__What is needed__:
Give the entries again exactly, every one of them.

__Excerpts from point annotation data__:
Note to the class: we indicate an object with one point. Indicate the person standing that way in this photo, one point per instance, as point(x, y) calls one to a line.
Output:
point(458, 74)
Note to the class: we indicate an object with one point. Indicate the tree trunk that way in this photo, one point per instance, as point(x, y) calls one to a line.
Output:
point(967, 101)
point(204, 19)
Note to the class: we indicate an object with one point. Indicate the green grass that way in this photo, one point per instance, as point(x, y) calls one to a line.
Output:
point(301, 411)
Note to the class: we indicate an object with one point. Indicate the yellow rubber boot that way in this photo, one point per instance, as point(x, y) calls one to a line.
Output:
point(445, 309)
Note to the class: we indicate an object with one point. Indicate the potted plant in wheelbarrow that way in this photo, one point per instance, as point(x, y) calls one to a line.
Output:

__Solution for this task__:
Note to the class: we indicate an object with one point. Indicate the person standing that way in this photo, one point per instance, as point(x, y) calls one to a line.
Output:
point(458, 74)
Note to the class: we indicate an object with one point. Indicate the tree trunk that way in this photo, one point per instance, as point(x, y) calls one to a line.
Output:
point(967, 101)
point(204, 19)
Note to the class: we indicate an object with one point. Indicate the green grass that way in this photo, one point per instance, as point(x, y) calls one to a line.
Output:
point(301, 411)
Note to the class: we indicate an object with one point. Indicate the yellow rubber boot that way in this photo, one point per instance, as point(x, y) calls one to a line.
Output:
point(445, 309)
Note to the class: we indicate an object with one point. Indicate the potted plant in wheelbarrow that way in this photo, one point per instance, as point(x, y) calls one to a line.
Output:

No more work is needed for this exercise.